## [Treść polecenia]
Zapisz poniższe wiersze jako listę JSON ciągów znaków, po jednym elemencie na każdą linię, z pominięciem pustych linii. Zdjęć nie umieszczaj w odpowiedzi.

Wpisy ze zbioru adnotacji punktowych
+===+

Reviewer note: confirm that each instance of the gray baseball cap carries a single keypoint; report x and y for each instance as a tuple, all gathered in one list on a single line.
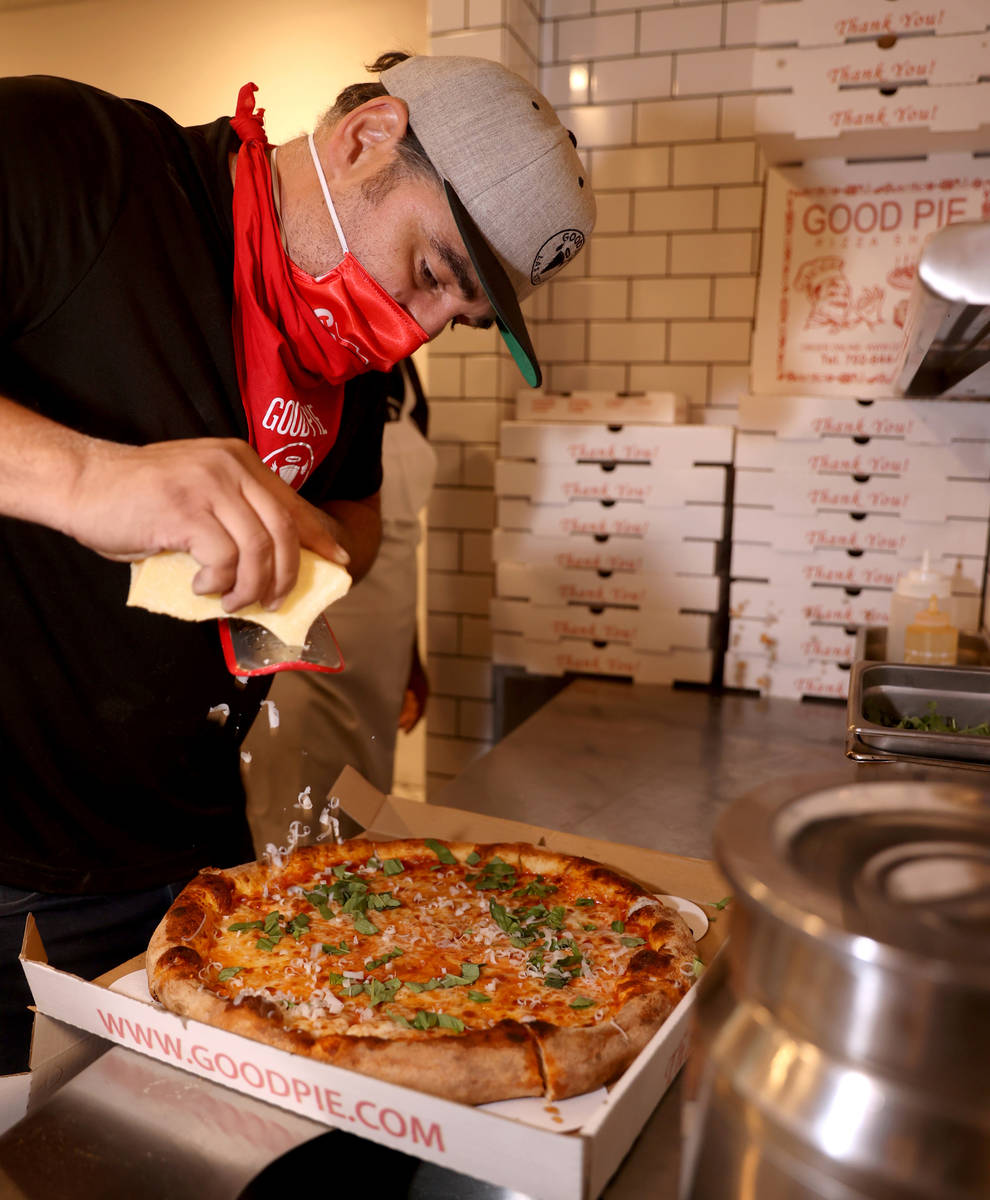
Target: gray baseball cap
[(516, 187)]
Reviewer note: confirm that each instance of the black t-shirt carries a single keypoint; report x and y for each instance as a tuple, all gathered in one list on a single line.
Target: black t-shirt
[(115, 293)]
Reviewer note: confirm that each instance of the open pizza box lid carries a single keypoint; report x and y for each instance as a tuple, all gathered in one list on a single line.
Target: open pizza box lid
[(552, 1151)]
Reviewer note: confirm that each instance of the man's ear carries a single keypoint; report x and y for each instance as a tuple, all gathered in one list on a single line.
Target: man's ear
[(366, 137)]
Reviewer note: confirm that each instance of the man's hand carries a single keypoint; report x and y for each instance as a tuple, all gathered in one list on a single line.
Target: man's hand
[(210, 497), (415, 695)]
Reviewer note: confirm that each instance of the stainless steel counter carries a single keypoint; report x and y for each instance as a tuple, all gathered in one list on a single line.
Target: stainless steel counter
[(640, 765)]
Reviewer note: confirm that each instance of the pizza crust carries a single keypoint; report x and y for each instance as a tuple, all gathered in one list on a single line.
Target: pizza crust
[(511, 1059), (163, 583)]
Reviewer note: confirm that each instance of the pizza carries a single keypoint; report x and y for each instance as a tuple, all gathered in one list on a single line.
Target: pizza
[(475, 972)]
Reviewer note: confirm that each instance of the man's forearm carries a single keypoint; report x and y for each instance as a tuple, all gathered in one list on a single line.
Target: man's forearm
[(210, 497), (359, 526)]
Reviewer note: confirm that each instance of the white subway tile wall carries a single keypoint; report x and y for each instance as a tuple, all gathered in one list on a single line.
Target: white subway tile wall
[(659, 96)]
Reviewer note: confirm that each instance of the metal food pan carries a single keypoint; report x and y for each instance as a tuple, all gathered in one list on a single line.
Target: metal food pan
[(895, 690)]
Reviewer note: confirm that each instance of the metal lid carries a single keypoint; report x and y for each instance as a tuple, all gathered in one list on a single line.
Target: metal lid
[(905, 865)]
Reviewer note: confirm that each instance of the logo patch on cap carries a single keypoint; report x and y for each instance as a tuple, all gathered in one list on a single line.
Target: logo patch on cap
[(555, 253)]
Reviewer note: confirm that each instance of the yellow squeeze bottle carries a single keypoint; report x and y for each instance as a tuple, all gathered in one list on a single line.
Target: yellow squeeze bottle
[(931, 637)]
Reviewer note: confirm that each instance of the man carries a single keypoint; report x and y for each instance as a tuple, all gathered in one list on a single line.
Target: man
[(330, 720), (178, 318)]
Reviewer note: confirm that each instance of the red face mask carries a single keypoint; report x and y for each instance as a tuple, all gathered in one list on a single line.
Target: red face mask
[(297, 340)]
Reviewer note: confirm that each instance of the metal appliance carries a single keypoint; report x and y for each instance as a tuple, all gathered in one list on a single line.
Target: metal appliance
[(846, 1055)]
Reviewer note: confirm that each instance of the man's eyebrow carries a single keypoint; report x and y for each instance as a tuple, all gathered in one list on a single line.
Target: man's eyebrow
[(459, 267)]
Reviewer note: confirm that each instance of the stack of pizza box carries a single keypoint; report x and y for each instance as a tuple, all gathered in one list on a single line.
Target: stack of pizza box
[(834, 499), (610, 541), (862, 78)]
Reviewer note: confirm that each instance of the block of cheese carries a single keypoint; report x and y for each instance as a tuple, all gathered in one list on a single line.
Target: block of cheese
[(163, 583)]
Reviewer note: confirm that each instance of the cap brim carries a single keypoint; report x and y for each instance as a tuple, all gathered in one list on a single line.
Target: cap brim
[(498, 289)]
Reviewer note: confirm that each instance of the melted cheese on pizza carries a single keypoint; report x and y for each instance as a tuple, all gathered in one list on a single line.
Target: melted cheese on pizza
[(377, 947)]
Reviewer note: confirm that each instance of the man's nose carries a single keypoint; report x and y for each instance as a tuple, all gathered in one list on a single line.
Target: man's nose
[(433, 316)]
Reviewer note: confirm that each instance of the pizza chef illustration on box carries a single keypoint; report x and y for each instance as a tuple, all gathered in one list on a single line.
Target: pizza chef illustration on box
[(840, 256)]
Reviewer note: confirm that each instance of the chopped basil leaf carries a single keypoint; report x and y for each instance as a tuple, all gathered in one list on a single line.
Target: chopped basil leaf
[(502, 917), (298, 925), (441, 851), (395, 953), (377, 990), (469, 973), (496, 876), (537, 888)]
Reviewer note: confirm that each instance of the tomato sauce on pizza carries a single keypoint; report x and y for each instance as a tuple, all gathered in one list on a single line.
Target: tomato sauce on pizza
[(472, 971)]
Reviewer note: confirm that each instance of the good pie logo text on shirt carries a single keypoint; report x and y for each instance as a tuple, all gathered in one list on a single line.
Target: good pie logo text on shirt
[(294, 460)]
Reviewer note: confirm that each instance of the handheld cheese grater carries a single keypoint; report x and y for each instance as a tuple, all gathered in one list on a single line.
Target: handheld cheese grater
[(252, 649)]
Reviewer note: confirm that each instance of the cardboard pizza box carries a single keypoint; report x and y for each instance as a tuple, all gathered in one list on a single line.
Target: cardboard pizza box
[(607, 519), (562, 1151)]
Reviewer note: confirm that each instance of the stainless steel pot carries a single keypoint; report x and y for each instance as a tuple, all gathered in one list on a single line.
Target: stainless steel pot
[(846, 1053)]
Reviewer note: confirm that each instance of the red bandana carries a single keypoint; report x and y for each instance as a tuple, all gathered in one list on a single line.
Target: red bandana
[(293, 360)]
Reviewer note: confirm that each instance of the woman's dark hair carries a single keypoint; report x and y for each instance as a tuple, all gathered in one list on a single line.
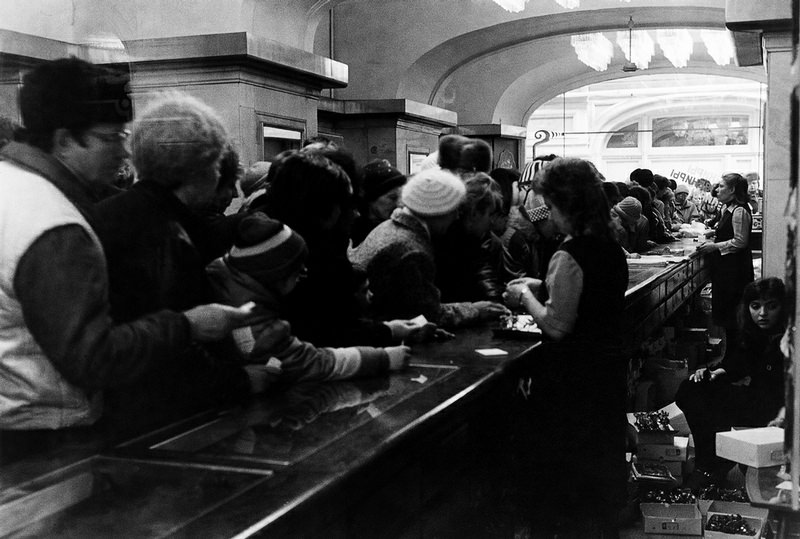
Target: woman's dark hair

+===+

## [Wynik ćwiczenia]
[
  "Reviewer note: confirm that each instance of the gray baseball cap carries a single keypoint; report x and y for each instance as a tuple, all gathered in one list on a single line.",
  "Target: gray baseball cap",
  "[(516, 187)]",
  "Reviewer note: confirm that each instance of the black t-shirt carries a single keypoint; report x and y for each instance as a tuple, all gathered in one list on a single line.",
  "Target: black t-shirt",
  "[(115, 293)]",
  "Reviewer note: confirm that each instance of the open pizza box lid carries a single keypoint; report x and y for each instance as a tuple, all gathered in one list on a single line.",
  "Target: open pizza box lid",
  "[(552, 1151)]",
  "Reviewer note: confirm that each instance of the man's ear carries a single keypoint; report x and y for each instance as a tuple, all gathered in one list on a single line.",
  "Target: man's ear",
  "[(366, 137)]",
  "Reviewer note: confirm that each instance of the man's hand carries a single keypoint; report x and y for each instance as a tuple, all gathered in one list on a single line.",
  "Target: man's hand",
  "[(210, 497), (415, 695)]",
  "Reviewer note: confirm that each instance of the stainless steel counter carries a single keypoint; report x and y for each instance as a tuple, all gathered in one list on a single line.",
  "Target: stainless steel counter",
  "[(640, 765)]",
  "Reviewer note: confirm that each instance of the pizza crust carries a single keypoint; report x and y for each instance as a tuple, all gathered in one list on a single line.",
  "Target: pizza crust",
  "[(511, 1059), (163, 583)]",
  "Reviewer note: confirm that each instance of the pizza carries a single keypoint; report x and y for each instance as a tuple, all gathered in one list on a single line.",
  "Target: pizza",
  "[(475, 972)]",
  "Reviewer note: confirm that each instance of the man's forearm carries a single keypoint; report x and y for each instance as a tuple, all gathered in one list on a single line.",
  "Target: man's forearm",
  "[(210, 497), (359, 526)]",
  "Reviewer note: confirm that each instance of the white subway tile wall carries a single keypoint; report x and y for each instance as a tuple, all gathered in one list on a single line.",
  "Target: white subway tile wall",
  "[(659, 96)]",
  "Reviewer note: confirm that each instance of the metal food pan carries a single keypoint; report x and y for each instance as a tuple, all gathered in one list on a single line.",
  "Target: metal food pan",
  "[(895, 690)]",
  "Reviewer note: confirm that each instance of the metal lid carries a single keypoint; report x and y for each instance as a tuple, all gathered in one list on a single line.",
  "Target: metal lid",
  "[(905, 865)]",
  "Reviewer note: confirm that each instance of the logo patch on cap carries a single keypoint; report x and y for each instance as a tuple, all gathered in one list on a single line.",
  "Target: logo patch on cap",
  "[(555, 253)]",
  "Reviewer note: confirm that each instance of the yellow squeeze bottle carries a single keypoint; report x and y for each instance as a tuple, all gathered in one list on a single line.",
  "Target: yellow squeeze bottle",
  "[(931, 637)]",
  "Reviewer note: confirm that each instance of the man carries a single keypoint; report x and y for each instance as a tuple, all gathered in one list on a single line.",
  "Target: man",
  "[(330, 720), (178, 318)]",
  "Reviewer note: confirm that each instance of the red face mask carries a single keypoint; report x and y for each instance as a tuple, all gathered in one list on a single line.",
  "Target: red face mask",
  "[(297, 340)]",
  "Reviewer note: confirm that each instance of the metal appliance carries a single keypoint; report x and y for each instance as a tuple, all gathered in one list on a single line.",
  "Target: metal appliance",
  "[(846, 1055)]",
  "Reviewer note: confirm that each instance of the man's eyebrow carries a single keypoint; report x and y for each instance as a tuple, all gathered in one list on a single line.",
  "Target: man's eyebrow",
  "[(459, 267)]",
  "Reviewer note: confirm that each instance of the stack of pizza box carries a single keypoint; report x and y for each instance as a tuple, all gathered in one list on a single line.",
  "Target: stack of pizza box",
  "[(834, 499), (610, 541), (862, 78)]",
  "Reviewer note: confirm that each instance of the block of cheese carries a single keypoint; report x and y for each instance as a tuple, all gathered in one list on a single line.",
  "Target: block of cheese",
  "[(163, 583)]",
  "Reviewer note: confirm that each instance of the cap brim carries a single keypoint; report x and y for each instance as a tuple, all gathered in one list on a single line.",
  "Target: cap brim",
  "[(498, 289)]",
  "Reviewer note: confirm that each instance of the melted cheese on pizza carries a single keypoint; report x and y for each instance as a tuple, all gathered in one list on a single line.",
  "Target: melted cheese on pizza",
  "[(377, 947)]",
  "Reviewer note: confirm that each instance of the man's nose carries a single keypoint; report x and y for each instance as a tuple, all gathered in one list on a single line.",
  "Target: man's nose",
  "[(433, 316)]",
  "Reviewer note: confirm that each instance of the pizza chef illustration on box carries a single keypoint; report x and y for each instance as a tuple, all gathered in one list on a single line.",
  "Target: pizza chef illustration on box",
  "[(840, 256)]",
  "Reviewer note: confirm that each instance of the chopped basil leaf carries a single keypoint; report x and y for each instance as a tuple, all gathered in one list on a single line.",
  "Target: chopped basil leaf",
  "[(502, 917), (298, 925), (441, 851), (395, 953), (377, 990), (469, 973), (496, 876), (537, 888)]",
  "Reviewer note: confirm that each instance of the tomato sauce on pizza carries a single keypoint; report x and y for each instance as a tuple, all gathered in one list on a single line.",
  "Target: tomato sauce on pizza",
  "[(472, 971)]",
  "Reviewer note: confirm that each instance of the good pie logo text on shirt carries a single keypoint; report x and y for each instance as a tuple, all gathered in one list on a single line.",
  "Target: good pie logo text on shirt",
  "[(294, 460)]",
  "Reviewer note: confirm that each instance of the handheld cheese grater carries a single keypoint; report x and y for each instance as a tuple, all gathered in one list on a single line.",
  "Target: handheld cheese grater",
  "[(252, 649)]",
  "Reviewer note: confirm that each instance of the cardboard pizza box carries a single keypoint; report x and y for each instance as a tuple, all gathered in one list on a single line.",
  "Target: cardboard pizza box",
  "[(607, 519), (562, 1151)]",
  "Reviewer note: confirm that each instance of the stainless steel pot carries a single keypoint; report x and y for each instance as a tuple, all gathered in one list on a single line.",
  "Target: stainless steel pot",
  "[(846, 1053)]",
  "Reviewer note: confirm that each instance of the red bandana carries a single keypoint; report x and y for each instance as a tuple, all gathered in one list on a single line.",
  "Target: red bandana",
  "[(293, 360)]",
  "Reviewer note: confirm that each instance of the woman's dark hair carries a single keypoint; report x and y for each instance as a tuple, all gathered in one list on a single line.",
  "Target: woman's dark hair"
]